[Source records]
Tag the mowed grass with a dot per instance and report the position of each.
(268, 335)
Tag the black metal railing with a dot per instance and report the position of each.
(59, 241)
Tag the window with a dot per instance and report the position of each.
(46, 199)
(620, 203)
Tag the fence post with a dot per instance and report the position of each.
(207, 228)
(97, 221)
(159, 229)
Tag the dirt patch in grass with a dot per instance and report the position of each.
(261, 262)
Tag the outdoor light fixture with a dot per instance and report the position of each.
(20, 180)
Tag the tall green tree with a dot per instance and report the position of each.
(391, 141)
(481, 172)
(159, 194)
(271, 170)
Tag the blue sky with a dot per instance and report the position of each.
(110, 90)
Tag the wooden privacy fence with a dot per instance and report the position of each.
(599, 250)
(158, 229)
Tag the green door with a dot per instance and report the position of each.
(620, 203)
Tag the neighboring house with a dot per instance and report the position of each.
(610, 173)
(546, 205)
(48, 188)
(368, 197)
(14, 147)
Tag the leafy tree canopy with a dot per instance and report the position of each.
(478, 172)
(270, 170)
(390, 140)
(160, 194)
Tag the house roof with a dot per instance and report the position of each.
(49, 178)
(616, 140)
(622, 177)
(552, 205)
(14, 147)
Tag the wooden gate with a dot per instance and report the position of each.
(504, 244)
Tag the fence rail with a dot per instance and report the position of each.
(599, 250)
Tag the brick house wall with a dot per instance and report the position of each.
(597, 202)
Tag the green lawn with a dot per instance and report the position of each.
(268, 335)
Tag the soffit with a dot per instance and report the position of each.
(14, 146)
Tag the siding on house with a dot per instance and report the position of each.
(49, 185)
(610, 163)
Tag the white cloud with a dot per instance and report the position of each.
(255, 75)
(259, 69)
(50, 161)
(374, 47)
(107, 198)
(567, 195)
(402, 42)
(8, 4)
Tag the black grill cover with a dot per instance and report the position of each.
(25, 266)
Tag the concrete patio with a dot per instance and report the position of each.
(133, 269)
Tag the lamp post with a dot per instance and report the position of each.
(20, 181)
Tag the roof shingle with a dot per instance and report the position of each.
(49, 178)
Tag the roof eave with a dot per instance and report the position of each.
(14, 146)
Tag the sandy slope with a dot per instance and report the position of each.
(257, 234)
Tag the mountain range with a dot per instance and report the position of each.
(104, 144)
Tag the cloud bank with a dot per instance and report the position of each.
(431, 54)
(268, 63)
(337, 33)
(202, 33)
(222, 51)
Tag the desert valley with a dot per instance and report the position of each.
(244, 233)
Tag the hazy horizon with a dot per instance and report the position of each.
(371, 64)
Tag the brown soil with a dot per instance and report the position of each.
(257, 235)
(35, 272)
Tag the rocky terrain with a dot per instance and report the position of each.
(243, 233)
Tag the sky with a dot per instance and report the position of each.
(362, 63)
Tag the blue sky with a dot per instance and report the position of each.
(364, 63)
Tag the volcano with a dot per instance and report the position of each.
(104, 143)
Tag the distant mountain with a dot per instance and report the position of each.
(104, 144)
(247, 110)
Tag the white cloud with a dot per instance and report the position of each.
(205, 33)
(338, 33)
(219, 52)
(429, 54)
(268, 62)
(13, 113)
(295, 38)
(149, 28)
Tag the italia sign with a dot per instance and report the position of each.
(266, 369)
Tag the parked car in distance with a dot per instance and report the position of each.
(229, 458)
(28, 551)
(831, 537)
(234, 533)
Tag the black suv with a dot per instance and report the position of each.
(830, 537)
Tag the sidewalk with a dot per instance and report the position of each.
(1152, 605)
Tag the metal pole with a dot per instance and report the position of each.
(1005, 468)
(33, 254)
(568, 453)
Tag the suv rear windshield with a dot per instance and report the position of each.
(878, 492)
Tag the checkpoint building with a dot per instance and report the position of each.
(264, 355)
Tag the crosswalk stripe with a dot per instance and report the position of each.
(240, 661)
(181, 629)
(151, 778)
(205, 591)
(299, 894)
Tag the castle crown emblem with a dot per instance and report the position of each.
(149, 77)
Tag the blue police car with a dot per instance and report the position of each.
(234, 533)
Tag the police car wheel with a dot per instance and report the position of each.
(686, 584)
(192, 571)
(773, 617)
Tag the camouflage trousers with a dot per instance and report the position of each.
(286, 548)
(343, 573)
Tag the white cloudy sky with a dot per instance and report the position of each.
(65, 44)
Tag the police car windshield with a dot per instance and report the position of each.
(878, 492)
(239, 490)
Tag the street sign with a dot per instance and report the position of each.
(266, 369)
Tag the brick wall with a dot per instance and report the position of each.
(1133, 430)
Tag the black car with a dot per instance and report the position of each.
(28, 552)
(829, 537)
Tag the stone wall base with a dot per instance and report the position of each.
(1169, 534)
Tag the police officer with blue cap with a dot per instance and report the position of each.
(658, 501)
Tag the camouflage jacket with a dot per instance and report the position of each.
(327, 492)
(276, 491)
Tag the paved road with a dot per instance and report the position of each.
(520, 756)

▶ Work to do: Retype the material above, line by line, exactly.

▶ In response:
Tag the mowed grass with a dot per instance and report the position of each.
(268, 335)
Tag the black metal railing with a dot per instance and report the position of each.
(59, 241)
Tag the window with a dot per instance and report the position of each.
(46, 199)
(620, 203)
Tag the fence post with a dot per instance and report the position of each.
(207, 228)
(97, 221)
(159, 229)
Tag the dirt patch in grass with a dot per instance and report the position of each.
(261, 262)
Tag the outdoor light fixture with a dot per instance and report the position of each.
(20, 180)
Tag the tall green tree with a dot per instance and report the position of each.
(391, 141)
(481, 172)
(159, 194)
(271, 170)
Tag the blue sky with a dot per instance and report the position of each.
(110, 90)
Tag the wooden privacy fence with a dot per instance and report the position of each.
(599, 250)
(158, 229)
Tag the green door with a dot per instance and report the position of each.
(620, 203)
Tag the neighboring house with a dot per instance and report the position of each.
(610, 173)
(546, 205)
(48, 188)
(368, 197)
(14, 147)
Tag the leafy tree canopy with a dot per instance and report the position of each.
(478, 172)
(270, 170)
(390, 140)
(160, 194)
Tag the house roof with a dot per instance and report the position of each.
(49, 178)
(616, 140)
(622, 177)
(552, 205)
(14, 147)
Tag the wooden gate with a dot per instance and report the position of each.
(504, 244)
Tag the fence rail with a dot per instance and report the position of each.
(599, 250)
Tag the brick house wall with a dot per instance and report the position of each.
(597, 202)
Tag the green lawn with a dot per instance and report the position of each.
(268, 335)
Tag the soffit with a dot per instance and report the position of each.
(14, 146)
Tag the siding on house with a dot per instance and report the position of each.
(49, 185)
(610, 163)
Tag the white cloud with a dot per instance and report the position of each.
(255, 75)
(259, 69)
(50, 161)
(374, 47)
(107, 198)
(567, 195)
(402, 42)
(8, 4)
Tag the black grill cover with a dot per instance and report the position of each.
(25, 266)
Tag the concrete patio with a dot per instance and report the position of each.
(133, 269)
Tag the lamp post with a dot per instance and report the position of each.
(20, 181)
Tag the roof shingle with a dot per instance and report the position of each.
(49, 178)
Tag the roof eave with a dot per instance and report the position of each.
(14, 146)
Tag the sandy slope with a dot per instance and report the position of each.
(257, 234)
Tag the mountain range with a dot per instance and report the position of each.
(104, 144)
Tag the cloud bank with a dot per instance and report the position of each.
(431, 54)
(268, 63)
(337, 33)
(202, 33)
(222, 51)
Tag the desert valley with a dot per instance and report the position of each.
(244, 233)
Tag the hazy horizon with a dot per instance and report the position of each.
(371, 64)
Tag the brown soil with a dot per instance and report the position of each.
(257, 235)
(35, 272)
Tag the rocky terrain with a dot per instance and report the position of each.
(243, 233)
Tag the sky with a dot per instance and report the position of each.
(362, 63)
Tag the blue sky with a dot per instance and report the position of each.
(364, 63)
Tag the volcano with a dot per instance and report the position of each.
(104, 143)
Tag the distant mountain with a dot per instance and report the position of each.
(104, 144)
(247, 110)
Tag the white cloud with a dot per instance and report the position of each.
(205, 33)
(338, 33)
(219, 52)
(429, 54)
(268, 62)
(13, 113)
(295, 38)
(149, 28)
Tag the italia sign with a dot per instance and report the position of each.
(266, 369)
Tag the parked car in distance with a dot per instance and report the position of each.
(229, 458)
(28, 551)
(831, 537)
(234, 533)
Tag the black suv with a dot per instance and report the position of each.
(830, 537)
Tag the sidewalk with a dot per instance and report the position of each.
(1152, 605)
Tag the metal pole with a dot per instance and report the position of each.
(1005, 468)
(33, 254)
(568, 453)
Tag the suv rear windshield with a dot per instance and report the position of each.
(878, 492)
Tag the checkpoint building with a dot per instance and report the position of each.
(264, 355)
Tag the crosswalk stripe with a dot per instance and report the position of each.
(240, 661)
(181, 629)
(151, 778)
(205, 591)
(299, 894)
Tag the castle crown emblem with a dot per instance and report the position of each.
(149, 77)
Tag the blue police car with a dot per instance and report the position of each.
(234, 533)
Tag the police car wheel with a dot per instance and report the position of each.
(686, 584)
(192, 571)
(773, 617)
Tag the camouflage trousers with a dot per instance and report the position of each.
(286, 548)
(343, 573)
Tag the white cloudy sky with a dot per instance and report the position of each.
(65, 44)
Tag the police car windshield with a dot per instance and report the position of each.
(878, 492)
(239, 490)
Tag the street sign with a dot per instance and report the position of each.
(266, 369)
Tag the brick wall with a dot per instance and report the position of each.
(1133, 430)
Tag the black car with a dot per instance and report the position of each.
(28, 552)
(829, 537)
Tag the stone wall base with a dot per instance and report the position of each.
(1169, 534)
Tag the police officer with blue cap with a dot per instance and report the position of each.
(658, 501)
Tag the camouflage jacket with a dot per instance and report the position of each.
(327, 492)
(276, 491)
Tag the paved road with a dot per instance and report the position of each.
(520, 756)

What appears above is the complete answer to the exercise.